## YOUR TASKS
A: Summarize the passage on async destructors in two sentences.
B: Pick up the passage on async destructors after its last sentence and continue it.

## SOURCE TEXT

The third problem is that users are concerned about having implicit await points added to their
future without them realizing it. Therefore there would need to be some restriction that not only
doesn’t allow these types to be dropped in a non-async scope, but also makes it so that they are
destructed at an already explicit await
point. This would make the rules around when their async
destructors run very different from other destructors, if its even possible to make them coherent.
The fourth problem, I believe maybe never raised before, is that it is not the ideal code generation
to run async destructors sequentially no matter what. For example, if I have two values that I am
asynchronously dropping, possibly I want to join
the destructors so they run concurrently. But
doing this implicitly would be very risky, because maybe I actually carefully expect one to run
before the other.
All of these problems hint at a different way to frame the problem of asynchronous clean-up: the
problem is not that there is no async drop, but that destructors really only work when you can write
a destructor function that returns ()
. Async clean-up is just a special case of clean-up which
does not return ()

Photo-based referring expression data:
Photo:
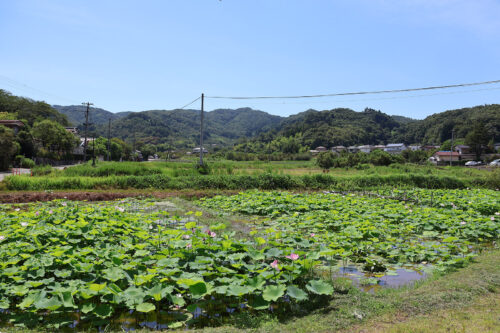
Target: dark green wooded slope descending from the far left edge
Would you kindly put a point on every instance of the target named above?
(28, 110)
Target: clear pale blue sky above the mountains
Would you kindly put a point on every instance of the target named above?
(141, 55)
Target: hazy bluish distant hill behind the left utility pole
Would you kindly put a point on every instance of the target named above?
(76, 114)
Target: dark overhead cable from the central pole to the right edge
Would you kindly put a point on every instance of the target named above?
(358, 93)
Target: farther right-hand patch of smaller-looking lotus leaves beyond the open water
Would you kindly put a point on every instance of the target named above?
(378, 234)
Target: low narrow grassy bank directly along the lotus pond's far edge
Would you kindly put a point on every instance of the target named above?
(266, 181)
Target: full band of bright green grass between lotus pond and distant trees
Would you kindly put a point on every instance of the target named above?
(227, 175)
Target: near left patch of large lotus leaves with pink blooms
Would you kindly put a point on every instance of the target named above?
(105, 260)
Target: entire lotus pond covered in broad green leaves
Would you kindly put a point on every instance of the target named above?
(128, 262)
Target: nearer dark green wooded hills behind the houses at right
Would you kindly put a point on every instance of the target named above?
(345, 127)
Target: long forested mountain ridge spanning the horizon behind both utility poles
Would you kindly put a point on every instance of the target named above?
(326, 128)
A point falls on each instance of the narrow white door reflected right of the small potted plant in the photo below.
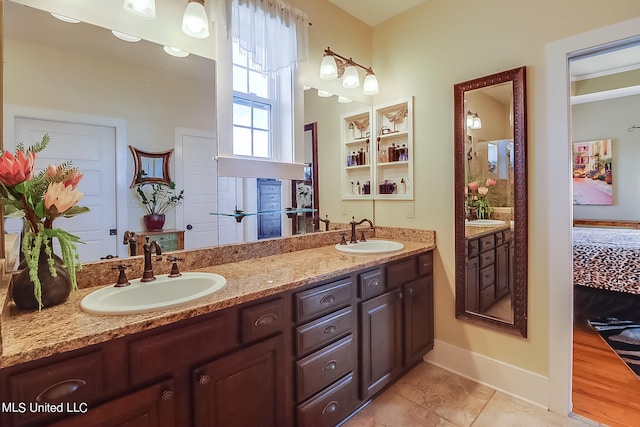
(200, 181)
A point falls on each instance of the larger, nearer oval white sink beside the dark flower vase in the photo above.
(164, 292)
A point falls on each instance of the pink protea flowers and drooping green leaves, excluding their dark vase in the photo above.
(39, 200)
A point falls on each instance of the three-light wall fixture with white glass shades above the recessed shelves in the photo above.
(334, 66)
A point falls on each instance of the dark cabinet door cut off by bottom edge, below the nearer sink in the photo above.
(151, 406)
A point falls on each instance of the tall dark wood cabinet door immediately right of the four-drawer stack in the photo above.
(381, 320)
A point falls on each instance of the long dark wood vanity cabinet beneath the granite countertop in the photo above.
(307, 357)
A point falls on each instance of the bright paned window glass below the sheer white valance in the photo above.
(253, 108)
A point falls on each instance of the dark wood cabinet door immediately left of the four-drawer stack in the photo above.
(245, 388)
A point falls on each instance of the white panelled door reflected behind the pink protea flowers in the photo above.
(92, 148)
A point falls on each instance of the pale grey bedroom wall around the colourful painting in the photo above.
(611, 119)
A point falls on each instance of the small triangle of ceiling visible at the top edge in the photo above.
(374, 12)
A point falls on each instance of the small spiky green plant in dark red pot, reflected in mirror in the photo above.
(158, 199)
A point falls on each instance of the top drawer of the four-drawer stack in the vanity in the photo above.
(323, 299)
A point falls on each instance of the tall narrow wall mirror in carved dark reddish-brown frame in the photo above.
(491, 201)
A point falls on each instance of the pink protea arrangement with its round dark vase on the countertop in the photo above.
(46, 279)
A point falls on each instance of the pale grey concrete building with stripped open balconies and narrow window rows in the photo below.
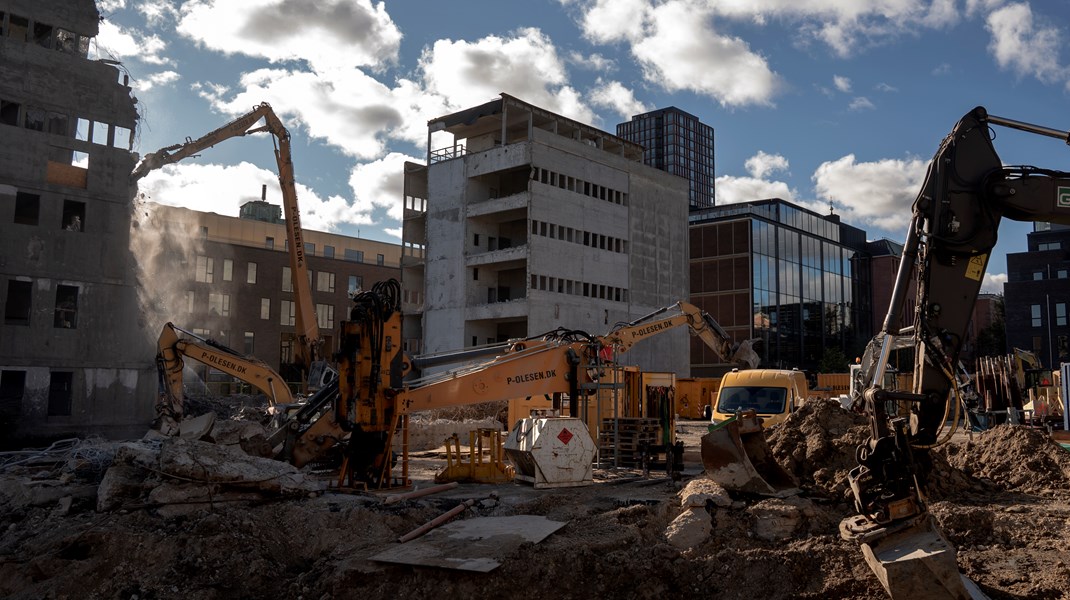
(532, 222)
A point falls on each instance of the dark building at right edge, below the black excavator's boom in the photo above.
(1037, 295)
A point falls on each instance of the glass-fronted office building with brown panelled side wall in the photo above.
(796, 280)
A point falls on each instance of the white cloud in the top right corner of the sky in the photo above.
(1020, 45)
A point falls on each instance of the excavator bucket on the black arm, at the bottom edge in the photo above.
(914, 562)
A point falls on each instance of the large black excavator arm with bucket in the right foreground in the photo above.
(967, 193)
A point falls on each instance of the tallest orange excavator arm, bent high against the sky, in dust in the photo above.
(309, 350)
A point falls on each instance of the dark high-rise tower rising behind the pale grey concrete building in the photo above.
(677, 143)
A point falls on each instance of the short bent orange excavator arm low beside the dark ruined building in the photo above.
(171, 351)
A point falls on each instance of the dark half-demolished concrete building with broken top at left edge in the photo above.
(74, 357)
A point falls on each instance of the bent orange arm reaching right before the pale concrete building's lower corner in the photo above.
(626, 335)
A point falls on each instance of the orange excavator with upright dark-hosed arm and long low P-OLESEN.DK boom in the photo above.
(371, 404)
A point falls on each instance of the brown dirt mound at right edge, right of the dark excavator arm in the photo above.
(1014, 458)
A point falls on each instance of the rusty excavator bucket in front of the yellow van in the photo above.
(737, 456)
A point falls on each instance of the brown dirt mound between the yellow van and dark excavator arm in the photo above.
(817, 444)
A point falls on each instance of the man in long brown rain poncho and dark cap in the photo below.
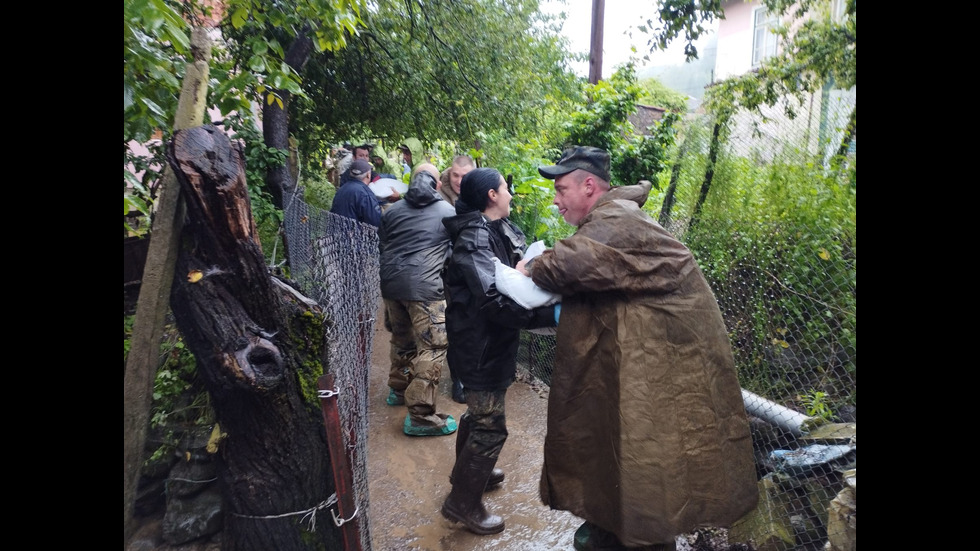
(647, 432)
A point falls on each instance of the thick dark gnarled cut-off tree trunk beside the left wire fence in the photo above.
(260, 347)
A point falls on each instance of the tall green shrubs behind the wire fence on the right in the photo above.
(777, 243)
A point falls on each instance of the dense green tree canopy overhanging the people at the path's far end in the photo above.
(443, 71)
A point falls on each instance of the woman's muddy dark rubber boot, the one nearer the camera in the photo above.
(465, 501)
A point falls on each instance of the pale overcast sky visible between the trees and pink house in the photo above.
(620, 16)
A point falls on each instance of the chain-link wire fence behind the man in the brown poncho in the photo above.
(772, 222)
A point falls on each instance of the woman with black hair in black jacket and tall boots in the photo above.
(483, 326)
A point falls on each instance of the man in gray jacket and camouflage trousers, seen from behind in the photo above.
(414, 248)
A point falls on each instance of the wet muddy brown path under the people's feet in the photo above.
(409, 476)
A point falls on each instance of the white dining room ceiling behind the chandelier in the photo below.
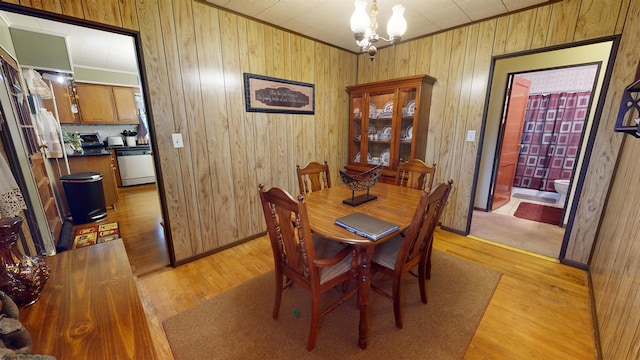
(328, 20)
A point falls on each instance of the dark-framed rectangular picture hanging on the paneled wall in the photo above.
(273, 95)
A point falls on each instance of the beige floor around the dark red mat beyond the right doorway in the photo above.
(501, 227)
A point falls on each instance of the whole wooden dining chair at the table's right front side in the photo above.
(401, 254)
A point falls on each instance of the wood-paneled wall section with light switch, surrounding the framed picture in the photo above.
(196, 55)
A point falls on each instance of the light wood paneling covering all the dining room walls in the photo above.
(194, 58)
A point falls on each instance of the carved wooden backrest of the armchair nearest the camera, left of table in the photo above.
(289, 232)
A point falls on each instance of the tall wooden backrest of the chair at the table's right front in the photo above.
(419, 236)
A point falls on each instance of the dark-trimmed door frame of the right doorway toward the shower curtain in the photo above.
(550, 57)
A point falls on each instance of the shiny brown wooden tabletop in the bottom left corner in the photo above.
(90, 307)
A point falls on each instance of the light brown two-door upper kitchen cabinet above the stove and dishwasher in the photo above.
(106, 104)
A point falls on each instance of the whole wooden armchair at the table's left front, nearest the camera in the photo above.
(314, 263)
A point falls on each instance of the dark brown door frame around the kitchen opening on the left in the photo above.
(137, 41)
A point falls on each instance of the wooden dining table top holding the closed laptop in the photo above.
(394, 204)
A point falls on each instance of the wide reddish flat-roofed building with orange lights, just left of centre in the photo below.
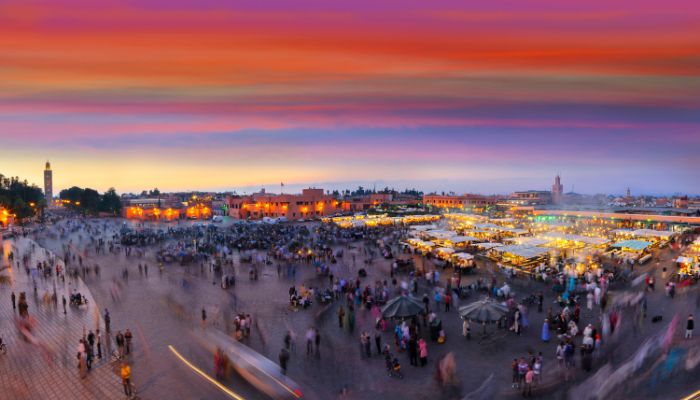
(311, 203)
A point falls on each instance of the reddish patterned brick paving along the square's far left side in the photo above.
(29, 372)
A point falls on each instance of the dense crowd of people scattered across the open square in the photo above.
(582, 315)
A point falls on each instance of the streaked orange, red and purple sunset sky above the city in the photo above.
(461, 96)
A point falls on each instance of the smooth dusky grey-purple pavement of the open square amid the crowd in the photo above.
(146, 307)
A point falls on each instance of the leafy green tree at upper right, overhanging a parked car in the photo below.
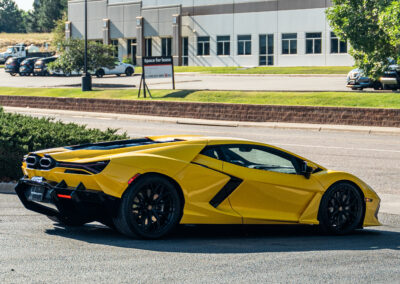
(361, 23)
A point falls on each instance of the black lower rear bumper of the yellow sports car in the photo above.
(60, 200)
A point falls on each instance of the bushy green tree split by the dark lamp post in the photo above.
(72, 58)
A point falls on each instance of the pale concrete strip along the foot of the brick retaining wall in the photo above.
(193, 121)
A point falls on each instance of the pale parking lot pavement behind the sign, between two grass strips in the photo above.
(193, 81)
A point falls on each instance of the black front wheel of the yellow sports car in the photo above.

## RESULTS IN ORDER
A: Users worry about implicit await points being added to their futures without their knowledge, so these types would need to be destructed only at already explicit await points, which would make their rules very different from those of other destructors. Running async destructors sequentially is also not always the best code generation, yet joining them implicitly would be risky, and these problems suggest that the real issue is not the lack of async drop but that destructors only work when the destructor function returns (), with async clean-up being a special case that does not.

B:
. In this case it returns a future, but there are also scenarios in which the
issue is a lack of destructors that can return Result
, for example.
I want to explore the design space for asynchronous clean up and clean up code that returns values
in general, without a focus on destructors specifically. The proposal I’ve fleshed out here, based
heavily on the work of others (especially Eric Holk and Tyler Mandry), combines two distinct
features - async future cancellation and a do
… final
construct - to enable users to write
asynchronous clean up code that is consistently called. I will also show how these constructs are
required for any sort of “linear type” mechanism in Rust, so rather than seeing them as alternative
to type-based async clean up code, they should be seen as prerequisites that can be implemented in
the nearer term.
Cancellation
There are two reasons a future could need to clean up its state. The first would be that the future is ready, and is returning its final value. The second is that while the future was pending, the caller lost interest in it and canceled it. This section is about introducing an asynchronous cancellation mechanism, so that asynchronous clean-up can occur during cancellation.
Canceling work is one of the big issues of concurrent programming, and different concurrency
systems have different approaches. One way to frame the design space is to position designs for
cancellation on a spectrum of cooperativeness. At one end you would have non-cooperative
cancellation, in which a unit of work can be canceled without any handling within the work unit
itself. At the other end you would have cooperative cancellation, in which a unit of work cannot
be canceled and will be run until it finishes (you can implement cancellation in such a system by
the work unit returning an Option
or a nullable type, depending on your language, and having a
mechanism for your work unit to receive a message to cancel it).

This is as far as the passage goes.